Marineland Magnum HOB Canister
This is basically the baby brother to the Magnum 350. It's a little easier to clean, and the Pro setup offers the Bio-Wheel. The disadvantage is that it hangs on the back of the tank, so factor in 5-6" of space behind your aquarium to fit it.

Marineland Multistage Canister
This may be a little out of your price range, but I figured I'd throw it in there anyway. It's your typical canister filter, very similar to a Fluval or other brand, in that it has baskets that you load up with filter pads, carbon, and bio-blocks. Again, a high-quality product that offers awesome filtration, at an increased cost.

Hope that helps!


----------



## rtbob (Jul 18, 2010)

For that size tank a Aqua Clear 70 would do the job . It is a hang on the back filter you can get most anywhere. The best HOB made in mine and many others opinion.


----------



## Scuff (Aug 10, 2010)

The Aquaclears are nice because they're versatile; rather than just having a single cartridge, you've got a basket that you can load with whatever you want. I'd still go with my Marinelands, though.


----------



## Gizmo (Dec 6, 2010)

I have an AC50 on my 29 tall and I love it, but it is definitely an acquired taste - it isn't self-priming, clean it tends to buzz and be noisy, but at the same time there's lots of media space and you can fabricate your own media using bags and raw material very easily, and it has a flow limiter so you can throttle how much you filter.

For your tank I would go with an HOB power filter in general, either Marineland Penguin or Haagen AquaClear, and for the AC's I would either go an AC70 or an AC110 (you can always limit the flow on the 110 as needed). They're less expensive than your canister filters, and aren't very obtrusive in the tank.


----------



## matermomma (Feb 7, 2011)

Wow! Thanks for the info guys - I had seen the aqua clear filters everywhere but having the additional info on the biowheel filters is very nice. I am just happy not to be setting up a sump for this tank! The filter seems much less daunting now!


----------



## matermomma (Feb 7, 2011)

Has anyone heard of a WOW internal filter and pump? Lifegard Aquatics


----------



## Gizmo (Dec 6, 2010)

matermomma said:


> Has anyone heard of a WOW internal filter and pump? Lifegard Aquatics


Never heard of it. Have you found any product reviews?


----------



## jrman83 (Jul 9, 2010)

I like Lifeguard Aquatics stuff....I run one of their UV-25W sterilizers on one of my tanks. Not sure I would get one of those though.


----------

▸ GIVEN PROBLEM A
How much space behind the aquarium does the aquarium filter thread say to allow for the Marineland Magnum HOB Canister?
▸ GIVEN PROBLEM B
Copy the passage of the aquarium filter thread from "## Scuff (Aug" to "much you filter.".
The material after the aquarium filter thread plays no part here.

▸ PROVIDED RECORDS

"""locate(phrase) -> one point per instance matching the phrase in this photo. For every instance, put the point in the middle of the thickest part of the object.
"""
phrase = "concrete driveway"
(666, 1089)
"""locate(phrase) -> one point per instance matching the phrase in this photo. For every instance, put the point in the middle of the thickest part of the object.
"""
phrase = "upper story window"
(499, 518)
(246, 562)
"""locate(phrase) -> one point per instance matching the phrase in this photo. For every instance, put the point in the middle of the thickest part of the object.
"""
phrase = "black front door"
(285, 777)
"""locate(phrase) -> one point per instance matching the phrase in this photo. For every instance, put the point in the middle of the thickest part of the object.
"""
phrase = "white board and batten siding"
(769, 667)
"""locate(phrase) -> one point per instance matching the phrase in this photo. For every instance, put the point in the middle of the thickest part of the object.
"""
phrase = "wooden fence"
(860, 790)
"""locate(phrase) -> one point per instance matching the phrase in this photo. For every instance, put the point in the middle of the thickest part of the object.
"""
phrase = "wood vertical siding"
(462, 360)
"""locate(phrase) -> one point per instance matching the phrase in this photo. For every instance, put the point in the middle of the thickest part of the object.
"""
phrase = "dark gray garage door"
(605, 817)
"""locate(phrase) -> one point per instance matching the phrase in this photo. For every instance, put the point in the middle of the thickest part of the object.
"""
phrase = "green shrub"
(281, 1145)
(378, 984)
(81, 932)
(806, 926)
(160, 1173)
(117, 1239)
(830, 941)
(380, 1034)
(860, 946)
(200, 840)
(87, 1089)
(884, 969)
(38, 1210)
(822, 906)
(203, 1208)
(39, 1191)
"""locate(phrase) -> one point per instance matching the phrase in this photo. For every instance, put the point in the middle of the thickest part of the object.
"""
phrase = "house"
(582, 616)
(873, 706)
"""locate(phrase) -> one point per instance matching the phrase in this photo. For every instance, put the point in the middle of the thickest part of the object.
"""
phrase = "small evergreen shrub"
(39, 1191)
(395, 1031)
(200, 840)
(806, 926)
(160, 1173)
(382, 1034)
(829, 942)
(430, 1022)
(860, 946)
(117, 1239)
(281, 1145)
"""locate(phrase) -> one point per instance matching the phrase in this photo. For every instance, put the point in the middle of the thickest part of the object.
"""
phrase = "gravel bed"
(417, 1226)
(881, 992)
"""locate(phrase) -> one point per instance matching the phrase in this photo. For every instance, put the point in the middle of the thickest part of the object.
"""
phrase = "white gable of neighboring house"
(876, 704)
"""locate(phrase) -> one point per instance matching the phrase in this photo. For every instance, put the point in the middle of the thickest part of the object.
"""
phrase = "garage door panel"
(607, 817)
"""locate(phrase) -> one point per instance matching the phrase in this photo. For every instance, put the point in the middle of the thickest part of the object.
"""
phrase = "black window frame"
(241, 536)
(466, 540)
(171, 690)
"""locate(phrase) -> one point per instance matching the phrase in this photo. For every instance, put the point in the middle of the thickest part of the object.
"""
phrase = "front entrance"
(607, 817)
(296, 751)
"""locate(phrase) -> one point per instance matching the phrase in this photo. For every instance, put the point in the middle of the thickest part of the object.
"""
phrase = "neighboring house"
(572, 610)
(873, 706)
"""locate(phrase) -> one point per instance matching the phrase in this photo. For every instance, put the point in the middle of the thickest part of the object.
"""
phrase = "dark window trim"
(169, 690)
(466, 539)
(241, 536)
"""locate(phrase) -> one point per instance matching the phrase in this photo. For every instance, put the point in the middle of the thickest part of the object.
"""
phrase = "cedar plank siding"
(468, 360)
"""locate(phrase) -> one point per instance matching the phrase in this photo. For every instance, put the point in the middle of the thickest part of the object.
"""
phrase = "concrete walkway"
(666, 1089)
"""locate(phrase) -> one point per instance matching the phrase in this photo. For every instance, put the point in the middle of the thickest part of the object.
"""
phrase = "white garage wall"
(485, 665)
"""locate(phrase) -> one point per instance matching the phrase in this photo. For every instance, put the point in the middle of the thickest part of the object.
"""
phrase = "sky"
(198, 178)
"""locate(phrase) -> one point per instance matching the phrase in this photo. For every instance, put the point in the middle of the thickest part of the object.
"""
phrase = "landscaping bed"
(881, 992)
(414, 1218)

▸ FULL SOLUTION A
5-6 inches

▸ FULL SOLUTION B
## Scuff (Aug 10, 2010)

The Aquaclears are nice because they're versatile; rather than just having a single cartridge, you've got a basket that you can load with whatever you want. I'd still go with my Marinelands, though.


----------



## Gizmo (Dec 6, 2010)

I have an AC50 on my 29 tall and I love it, but it is definitely an acquired taste - it isn't self-priming, clean it tends to buzz and be noisy, but at the same time there's lots of media space and you can fabricate your own media using bags and raw material very easily, and it has a flow limiter so you can throttle how much you filter.